*Page extract*.
======

Our politicians would be wise to take heed of the Auditor General’s report into the privatisation of the state’s electricity assets. Source: Kevin MacDonald.

Not only does the report give the proposed sale a clean bill of health, it also calls on the parliament to act without delay to maximise the return for the people of NSW.

Business wholeheartedly supports the sale of the state’s electricity assets and the NSW Business Chamber has strongly supported. For too long NSW has failed to effectively manage its major assets. Government has either held on to assets with declining values for too long or refused to privatise assets that could be better run by the private sector. It makes little sense to hold on to assets with a declining value, whilst at the same time the State can’t afford to buy or build other high priority assets.

A fortnight ago, the Rural Communities Impact Statement found privatisation would actually increase jobs in rural areas and services would not be affected. The Owen Inquiry and the Unsworth Review both found the Government’s restructure to be in the best interests of the people of NSW. Now, with Auditor General Peter Achterstraat’s report all the hurdles have been cleared and the pathway to privatisation is clear.

These reforms are too important to NSW’s future to be opposed. Failure to reform the sector now could stifle investment in critical infrastructure and threaten NSW of adequate supply. This will hurt jobs, businesses and consumers.

Often the reason for holding on to these assets is either trade union opposition to their sale or a perceived sentimental attachment by the community to some public assets. The best example is electricity where the entire network was estimated to be worth $25 billion a decade ago – and it is estimated that the entire network is worth half that amount.

======

*Saved entries*.
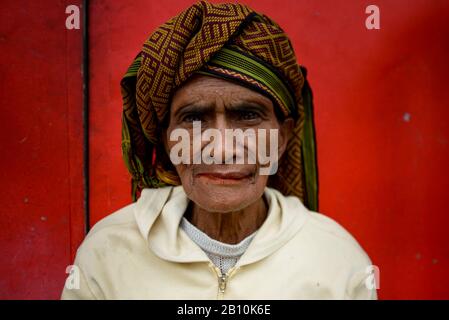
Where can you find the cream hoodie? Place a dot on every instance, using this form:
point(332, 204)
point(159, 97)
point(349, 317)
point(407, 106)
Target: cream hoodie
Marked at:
point(140, 252)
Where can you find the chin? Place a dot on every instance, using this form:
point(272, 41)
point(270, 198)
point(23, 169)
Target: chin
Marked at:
point(215, 198)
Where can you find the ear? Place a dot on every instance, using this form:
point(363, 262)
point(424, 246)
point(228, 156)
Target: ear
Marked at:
point(285, 132)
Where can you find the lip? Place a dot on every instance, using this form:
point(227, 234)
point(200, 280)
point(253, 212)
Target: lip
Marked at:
point(225, 177)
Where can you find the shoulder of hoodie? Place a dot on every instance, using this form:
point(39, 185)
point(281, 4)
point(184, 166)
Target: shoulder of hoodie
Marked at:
point(117, 223)
point(327, 234)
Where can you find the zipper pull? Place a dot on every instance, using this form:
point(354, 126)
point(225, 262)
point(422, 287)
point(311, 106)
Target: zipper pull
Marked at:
point(222, 283)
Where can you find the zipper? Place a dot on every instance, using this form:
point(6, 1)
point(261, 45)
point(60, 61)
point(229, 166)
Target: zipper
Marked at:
point(223, 279)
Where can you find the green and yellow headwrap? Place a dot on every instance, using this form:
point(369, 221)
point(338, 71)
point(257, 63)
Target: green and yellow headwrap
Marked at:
point(233, 42)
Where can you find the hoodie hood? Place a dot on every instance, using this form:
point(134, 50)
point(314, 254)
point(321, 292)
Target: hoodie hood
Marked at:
point(158, 213)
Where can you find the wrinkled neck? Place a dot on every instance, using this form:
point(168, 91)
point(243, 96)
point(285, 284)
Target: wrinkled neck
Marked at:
point(229, 227)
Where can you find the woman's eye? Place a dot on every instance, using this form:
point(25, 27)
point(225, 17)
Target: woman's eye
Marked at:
point(249, 115)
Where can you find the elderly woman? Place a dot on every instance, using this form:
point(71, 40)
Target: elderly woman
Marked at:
point(221, 230)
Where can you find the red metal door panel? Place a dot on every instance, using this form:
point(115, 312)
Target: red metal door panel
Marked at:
point(381, 117)
point(41, 218)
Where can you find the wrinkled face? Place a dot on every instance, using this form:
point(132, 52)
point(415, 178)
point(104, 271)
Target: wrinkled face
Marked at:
point(220, 104)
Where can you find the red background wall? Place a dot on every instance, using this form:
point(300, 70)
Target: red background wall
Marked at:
point(380, 110)
point(41, 216)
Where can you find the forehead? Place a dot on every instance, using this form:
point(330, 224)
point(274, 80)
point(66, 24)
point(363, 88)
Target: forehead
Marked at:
point(202, 88)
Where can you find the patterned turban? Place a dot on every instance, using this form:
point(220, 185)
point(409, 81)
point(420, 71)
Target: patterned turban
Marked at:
point(229, 41)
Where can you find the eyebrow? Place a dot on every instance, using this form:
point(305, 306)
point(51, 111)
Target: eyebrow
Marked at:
point(240, 106)
point(196, 108)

======

*Exercise aim*. According to the text on NSW electricity privatisation, what did the Rural Communities Impact Statement find? Rely only on the text on NSW electricity privatisation, not on the records.

*Your response*. It found that privatisation would increase jobs in rural areas and that services would not be affected.